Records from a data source
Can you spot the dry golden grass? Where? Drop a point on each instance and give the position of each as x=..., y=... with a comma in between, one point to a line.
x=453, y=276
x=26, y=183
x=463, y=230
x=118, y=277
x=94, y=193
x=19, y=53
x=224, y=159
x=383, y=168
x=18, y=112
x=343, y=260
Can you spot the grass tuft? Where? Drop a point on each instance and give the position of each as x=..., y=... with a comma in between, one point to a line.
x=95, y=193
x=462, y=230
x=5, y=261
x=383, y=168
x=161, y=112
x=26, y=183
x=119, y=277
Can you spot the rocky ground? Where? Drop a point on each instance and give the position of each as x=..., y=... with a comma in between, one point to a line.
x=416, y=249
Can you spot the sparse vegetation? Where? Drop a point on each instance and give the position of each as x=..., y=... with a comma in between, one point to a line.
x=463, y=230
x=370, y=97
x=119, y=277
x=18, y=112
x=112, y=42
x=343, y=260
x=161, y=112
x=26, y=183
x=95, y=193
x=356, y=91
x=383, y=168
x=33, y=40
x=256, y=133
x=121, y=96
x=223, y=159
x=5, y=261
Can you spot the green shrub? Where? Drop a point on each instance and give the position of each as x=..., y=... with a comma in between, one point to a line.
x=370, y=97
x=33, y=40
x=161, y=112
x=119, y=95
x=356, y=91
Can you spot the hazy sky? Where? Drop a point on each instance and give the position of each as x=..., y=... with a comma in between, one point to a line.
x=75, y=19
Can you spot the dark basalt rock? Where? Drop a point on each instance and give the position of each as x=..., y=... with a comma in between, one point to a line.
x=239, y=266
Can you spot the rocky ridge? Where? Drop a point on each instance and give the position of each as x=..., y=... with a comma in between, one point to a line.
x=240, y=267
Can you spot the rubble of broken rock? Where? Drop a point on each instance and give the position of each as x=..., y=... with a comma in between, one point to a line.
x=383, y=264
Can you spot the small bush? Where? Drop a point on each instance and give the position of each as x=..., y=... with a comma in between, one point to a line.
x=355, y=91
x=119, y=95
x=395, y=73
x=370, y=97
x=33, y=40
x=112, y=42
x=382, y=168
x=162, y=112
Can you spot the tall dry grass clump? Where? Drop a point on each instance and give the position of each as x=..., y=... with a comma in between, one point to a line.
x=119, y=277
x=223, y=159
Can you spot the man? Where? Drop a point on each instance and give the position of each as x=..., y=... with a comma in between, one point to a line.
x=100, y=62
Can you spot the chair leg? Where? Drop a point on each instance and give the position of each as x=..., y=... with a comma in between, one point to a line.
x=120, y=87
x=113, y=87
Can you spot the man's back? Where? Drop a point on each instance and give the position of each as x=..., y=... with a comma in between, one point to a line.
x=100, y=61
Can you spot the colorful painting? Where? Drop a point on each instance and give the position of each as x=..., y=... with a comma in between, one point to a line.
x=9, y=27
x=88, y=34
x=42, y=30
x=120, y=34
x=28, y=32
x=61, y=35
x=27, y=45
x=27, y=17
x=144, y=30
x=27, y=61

— EXERCISE BRIEF —
Your answer must be the complete data, repeated word for word.

— ANSWER FOR THIS EXERCISE —
Can you spot the dry golden grass? Where? Drop a point on each instance and give the position of each as x=..., y=... with a comma in between, one point to a line.
x=453, y=276
x=26, y=183
x=463, y=230
x=118, y=277
x=94, y=193
x=19, y=53
x=224, y=159
x=383, y=168
x=18, y=112
x=343, y=260
Can you spot the grass tuft? Where? Drop a point on each instance and give the position of each as x=..., y=... with a comma in between, one point to a line.
x=95, y=193
x=462, y=230
x=5, y=261
x=383, y=168
x=161, y=112
x=26, y=183
x=119, y=277
Can you spot the rocky ground? Where? Drop a point on each instance and give the position of each as x=..., y=... with a comma in between, one point to a line.
x=416, y=249
Can you spot the sparse vegetation? Where? Drop a point on each instance and give the position of each as x=..., y=... with a comma in between, one point to a line.
x=463, y=230
x=370, y=97
x=119, y=277
x=18, y=112
x=112, y=42
x=343, y=260
x=161, y=112
x=26, y=183
x=95, y=193
x=356, y=91
x=383, y=168
x=33, y=40
x=256, y=133
x=121, y=96
x=223, y=159
x=5, y=261
Can you spot the green shrub? Where? Drop a point on each instance and give the position of each as x=..., y=... with a comma in between, one point to a line.
x=370, y=97
x=33, y=40
x=161, y=112
x=119, y=95
x=356, y=91
Can you spot the hazy sky? Where? Drop a point on each instance and give the position of each as x=..., y=... with a comma in between, one point to a line.
x=75, y=19
Can you spot the dark basalt rock? Where? Drop a point on each instance and give the position of each as x=..., y=... with a comma in between, one point to a line.
x=239, y=266
Can you spot the rocky ridge? Where? Drop a point on each instance and give the position of each as x=..., y=... with a comma in between, one point to a line.
x=240, y=267
Can you spot the rubble of broken rock? Where? Drop a point on each instance and give the position of each as x=..., y=... with a comma in between, one point to a line.
x=383, y=264
Can you spot the small bush? Where? Drop a point on each instance and give the position of each as x=..., y=... with a comma in between, one point to a line.
x=355, y=91
x=119, y=95
x=395, y=73
x=370, y=97
x=33, y=40
x=112, y=42
x=382, y=168
x=162, y=112
Can you spot the tall dry grass clump? Where? Drop a point on each instance and give the position of each as x=..., y=... with a comma in between, one point to a line.
x=119, y=277
x=223, y=159
Can you spot the man? Where? Drop a point on each instance and give the position of each as x=..., y=... with a comma in between, one point to a line.
x=100, y=62
Can you spot the chair leg? Where? Drop a point on each instance and give the position of each as x=..., y=... with a comma in between, one point to a line.
x=120, y=87
x=113, y=87
Can you spot the man's back? Where? Drop a point on each instance and give the position of each as x=..., y=... with a comma in between, one point to a line.
x=100, y=61
Can you spot the colorful painting? Where? Drop a point on each instance and give the position of each as x=..., y=... with a comma in between, one point to a line.
x=9, y=27
x=88, y=34
x=42, y=30
x=120, y=34
x=28, y=32
x=61, y=35
x=27, y=45
x=27, y=17
x=144, y=30
x=27, y=61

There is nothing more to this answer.